## TASK DESCRIPTION
How many lines of the material below contain the word "dirt"? Reply with only the number.

## Start ENTRIES SUPPLIED

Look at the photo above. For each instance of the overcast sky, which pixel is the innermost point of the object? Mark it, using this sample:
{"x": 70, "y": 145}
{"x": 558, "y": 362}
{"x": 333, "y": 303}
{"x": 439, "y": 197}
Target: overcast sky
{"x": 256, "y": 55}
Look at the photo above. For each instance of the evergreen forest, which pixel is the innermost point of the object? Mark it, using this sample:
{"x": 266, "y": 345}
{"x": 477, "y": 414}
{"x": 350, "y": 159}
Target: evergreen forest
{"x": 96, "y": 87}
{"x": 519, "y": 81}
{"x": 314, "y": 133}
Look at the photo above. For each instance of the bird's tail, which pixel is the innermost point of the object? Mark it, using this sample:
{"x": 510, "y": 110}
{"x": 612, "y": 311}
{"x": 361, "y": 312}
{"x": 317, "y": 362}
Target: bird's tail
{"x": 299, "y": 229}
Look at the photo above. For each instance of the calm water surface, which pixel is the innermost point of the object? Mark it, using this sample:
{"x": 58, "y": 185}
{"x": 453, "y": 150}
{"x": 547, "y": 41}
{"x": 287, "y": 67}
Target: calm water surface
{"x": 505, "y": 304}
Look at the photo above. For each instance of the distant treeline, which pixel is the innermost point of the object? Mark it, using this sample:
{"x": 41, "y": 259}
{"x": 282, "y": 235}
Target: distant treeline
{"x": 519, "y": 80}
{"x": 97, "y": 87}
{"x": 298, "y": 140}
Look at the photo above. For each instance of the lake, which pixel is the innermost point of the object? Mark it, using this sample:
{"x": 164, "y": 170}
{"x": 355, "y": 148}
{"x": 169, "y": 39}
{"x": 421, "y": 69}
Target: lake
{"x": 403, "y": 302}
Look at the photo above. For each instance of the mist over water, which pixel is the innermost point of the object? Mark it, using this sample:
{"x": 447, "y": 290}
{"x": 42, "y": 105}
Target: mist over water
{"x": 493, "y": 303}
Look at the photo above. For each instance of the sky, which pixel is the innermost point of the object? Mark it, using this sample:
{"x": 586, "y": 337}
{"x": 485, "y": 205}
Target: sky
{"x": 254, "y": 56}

## End ENTRIES SUPPLIED
## Start ENTRIES SUPPLIED

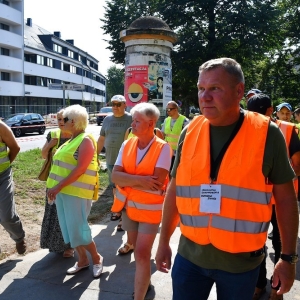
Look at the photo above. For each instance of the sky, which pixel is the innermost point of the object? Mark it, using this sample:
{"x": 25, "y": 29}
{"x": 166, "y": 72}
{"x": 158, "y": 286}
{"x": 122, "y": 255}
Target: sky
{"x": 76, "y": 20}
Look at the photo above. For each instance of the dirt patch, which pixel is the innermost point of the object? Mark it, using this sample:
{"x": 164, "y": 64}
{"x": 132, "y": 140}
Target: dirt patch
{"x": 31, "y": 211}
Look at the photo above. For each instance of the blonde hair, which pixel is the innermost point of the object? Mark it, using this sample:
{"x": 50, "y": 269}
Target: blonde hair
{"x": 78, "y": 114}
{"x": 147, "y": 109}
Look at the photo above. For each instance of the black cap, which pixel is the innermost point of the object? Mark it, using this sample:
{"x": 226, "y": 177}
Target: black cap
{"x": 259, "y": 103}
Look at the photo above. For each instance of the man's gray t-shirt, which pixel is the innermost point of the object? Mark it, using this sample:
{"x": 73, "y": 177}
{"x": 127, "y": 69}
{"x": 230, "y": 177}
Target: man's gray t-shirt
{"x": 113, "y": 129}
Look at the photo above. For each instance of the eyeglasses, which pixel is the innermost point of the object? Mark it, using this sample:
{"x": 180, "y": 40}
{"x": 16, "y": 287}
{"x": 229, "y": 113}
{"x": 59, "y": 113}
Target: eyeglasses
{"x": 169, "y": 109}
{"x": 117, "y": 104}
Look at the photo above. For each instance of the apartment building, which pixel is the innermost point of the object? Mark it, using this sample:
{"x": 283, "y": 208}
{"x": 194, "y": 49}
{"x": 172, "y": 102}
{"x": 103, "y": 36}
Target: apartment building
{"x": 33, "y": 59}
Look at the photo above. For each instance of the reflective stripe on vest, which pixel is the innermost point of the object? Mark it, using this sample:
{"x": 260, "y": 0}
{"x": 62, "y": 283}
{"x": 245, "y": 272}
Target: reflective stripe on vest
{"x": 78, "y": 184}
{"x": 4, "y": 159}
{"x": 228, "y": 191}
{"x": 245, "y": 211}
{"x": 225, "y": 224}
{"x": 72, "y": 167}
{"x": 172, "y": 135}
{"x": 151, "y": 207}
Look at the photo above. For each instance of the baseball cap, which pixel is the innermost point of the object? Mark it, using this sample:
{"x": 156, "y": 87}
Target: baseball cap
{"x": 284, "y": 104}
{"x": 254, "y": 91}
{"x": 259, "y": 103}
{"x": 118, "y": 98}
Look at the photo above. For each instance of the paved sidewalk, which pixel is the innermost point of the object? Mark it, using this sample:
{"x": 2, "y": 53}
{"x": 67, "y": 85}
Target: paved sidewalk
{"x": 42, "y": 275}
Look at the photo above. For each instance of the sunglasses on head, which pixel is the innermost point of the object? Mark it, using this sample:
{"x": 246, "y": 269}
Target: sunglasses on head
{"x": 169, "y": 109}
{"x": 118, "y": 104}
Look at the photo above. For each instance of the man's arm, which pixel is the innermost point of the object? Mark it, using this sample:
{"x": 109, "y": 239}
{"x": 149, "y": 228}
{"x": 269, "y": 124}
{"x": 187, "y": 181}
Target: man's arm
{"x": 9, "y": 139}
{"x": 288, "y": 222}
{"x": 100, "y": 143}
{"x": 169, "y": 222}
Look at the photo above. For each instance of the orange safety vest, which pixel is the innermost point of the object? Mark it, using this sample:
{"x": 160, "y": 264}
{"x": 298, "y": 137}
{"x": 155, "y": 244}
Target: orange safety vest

## End ENTRIES SUPPLIED

## REPLY TO THE TASK
2